**TASK TO CARRY OUT**
Show each line below that contains the word "player", copied in full.
___ DATA SHOWN
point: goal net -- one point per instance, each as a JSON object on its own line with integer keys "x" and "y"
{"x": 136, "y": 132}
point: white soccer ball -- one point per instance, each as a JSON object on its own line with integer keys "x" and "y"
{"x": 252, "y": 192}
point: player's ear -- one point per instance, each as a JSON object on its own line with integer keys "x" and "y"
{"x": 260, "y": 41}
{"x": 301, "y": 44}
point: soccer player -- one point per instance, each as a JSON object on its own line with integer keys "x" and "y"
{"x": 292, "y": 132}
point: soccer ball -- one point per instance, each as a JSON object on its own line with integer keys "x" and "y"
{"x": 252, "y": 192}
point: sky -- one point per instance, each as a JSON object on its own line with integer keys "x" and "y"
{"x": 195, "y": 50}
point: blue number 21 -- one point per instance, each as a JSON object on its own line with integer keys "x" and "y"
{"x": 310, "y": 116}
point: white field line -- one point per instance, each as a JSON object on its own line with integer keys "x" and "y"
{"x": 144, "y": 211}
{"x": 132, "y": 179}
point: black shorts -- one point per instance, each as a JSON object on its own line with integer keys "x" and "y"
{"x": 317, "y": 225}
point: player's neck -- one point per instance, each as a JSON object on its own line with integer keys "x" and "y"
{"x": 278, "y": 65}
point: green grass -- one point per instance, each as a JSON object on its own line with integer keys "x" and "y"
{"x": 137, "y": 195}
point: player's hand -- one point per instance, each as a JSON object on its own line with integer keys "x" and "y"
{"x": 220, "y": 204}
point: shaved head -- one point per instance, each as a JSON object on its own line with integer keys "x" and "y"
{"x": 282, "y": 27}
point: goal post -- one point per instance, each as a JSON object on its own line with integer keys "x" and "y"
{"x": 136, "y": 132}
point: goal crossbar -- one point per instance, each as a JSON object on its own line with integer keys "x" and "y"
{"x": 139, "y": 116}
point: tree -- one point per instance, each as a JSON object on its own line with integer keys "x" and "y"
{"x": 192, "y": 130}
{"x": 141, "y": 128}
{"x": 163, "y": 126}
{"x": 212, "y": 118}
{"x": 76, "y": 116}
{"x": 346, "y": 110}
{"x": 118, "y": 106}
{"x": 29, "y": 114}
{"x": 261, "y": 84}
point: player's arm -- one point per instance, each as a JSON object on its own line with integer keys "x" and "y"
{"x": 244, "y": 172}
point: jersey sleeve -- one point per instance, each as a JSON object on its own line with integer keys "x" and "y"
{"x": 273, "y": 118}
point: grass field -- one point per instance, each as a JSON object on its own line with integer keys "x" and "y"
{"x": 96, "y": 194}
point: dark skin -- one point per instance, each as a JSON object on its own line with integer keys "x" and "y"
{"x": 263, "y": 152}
______
___ DATA SHOWN
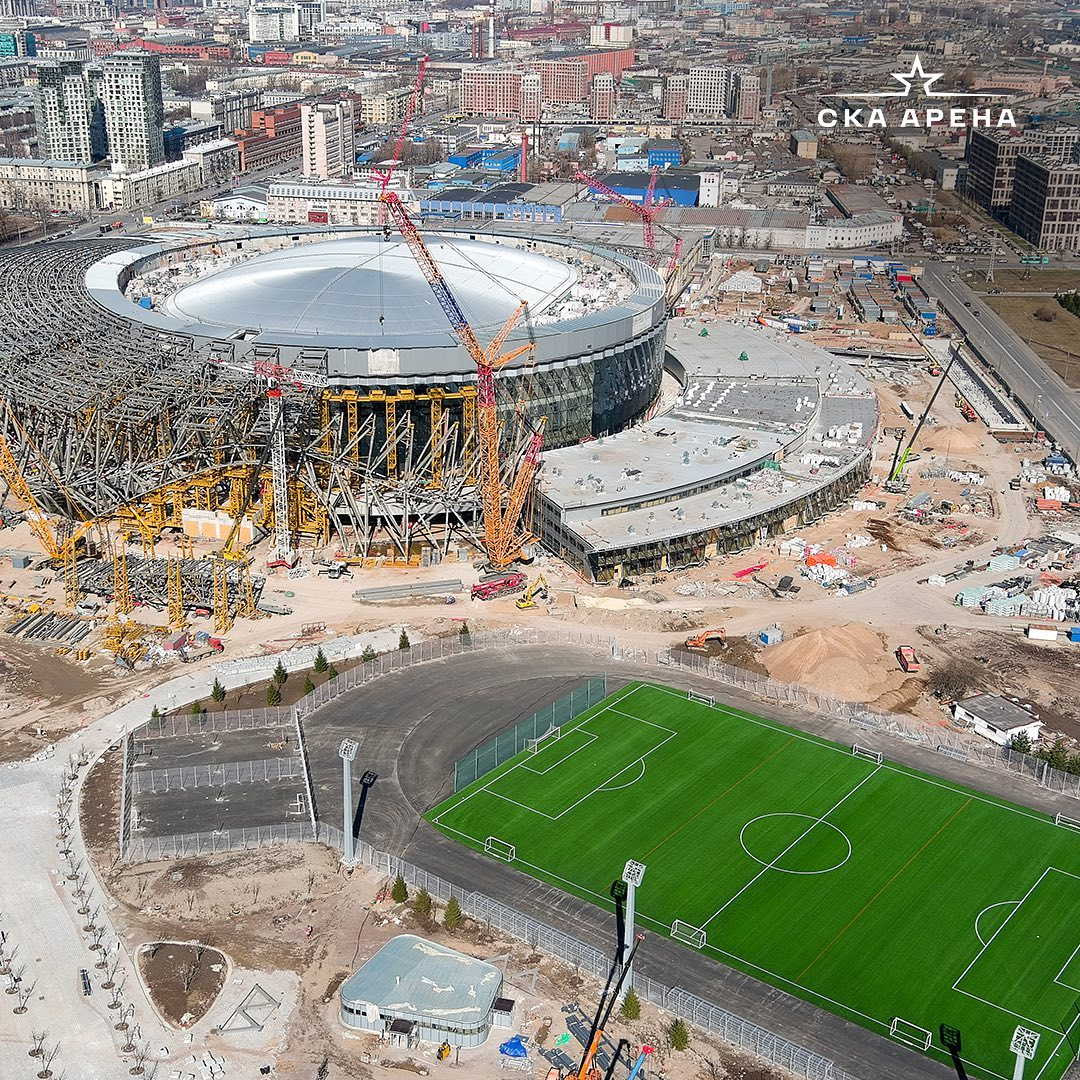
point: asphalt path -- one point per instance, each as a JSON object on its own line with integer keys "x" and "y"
______
**EXERCISE ANSWER**
point: player's ear -- one point per instance, each as a JSON object on its own line with integer keys "x" and "y"
point: soccer player -- one point per instance, each as a JSON object on its own line with integer keys "x" and "y"
point: player's neck -- one point per instance, each as a JSON object on its own line with integer keys "x" and "y"
point: player's hand -- one point per instance, each as a JSON object on its own line with integer keys "x" and "y"
point: player's arm -- one point per instance, each as a JSON object on its own line with integer keys "x" and "y"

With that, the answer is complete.